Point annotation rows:
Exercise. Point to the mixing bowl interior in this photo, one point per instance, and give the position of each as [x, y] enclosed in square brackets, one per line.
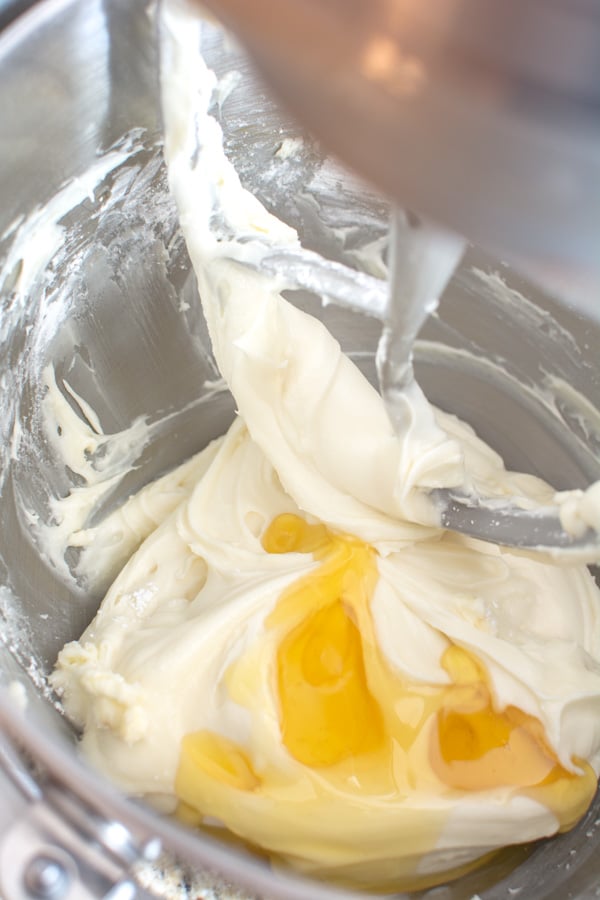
[100, 310]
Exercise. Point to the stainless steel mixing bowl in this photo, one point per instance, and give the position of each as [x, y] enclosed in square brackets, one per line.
[95, 283]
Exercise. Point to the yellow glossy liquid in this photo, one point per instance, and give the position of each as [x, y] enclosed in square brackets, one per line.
[363, 729]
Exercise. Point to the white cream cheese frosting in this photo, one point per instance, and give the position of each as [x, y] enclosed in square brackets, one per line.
[295, 650]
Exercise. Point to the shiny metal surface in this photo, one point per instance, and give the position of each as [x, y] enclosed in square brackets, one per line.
[481, 115]
[107, 309]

• Work to complete: Starting at the line that contains "Exercise. Point to the shiny" and continuing through the last of the rows, write those lines out again with "metal surface" swapped for "steel surface". Leave everything else unchanged.

• Final result:
Exercise. Point to the shiny steel surface in this photo, one point per instance, and give the position of each as [x, y] enclosed in square brackets, one per line.
[481, 115]
[107, 309]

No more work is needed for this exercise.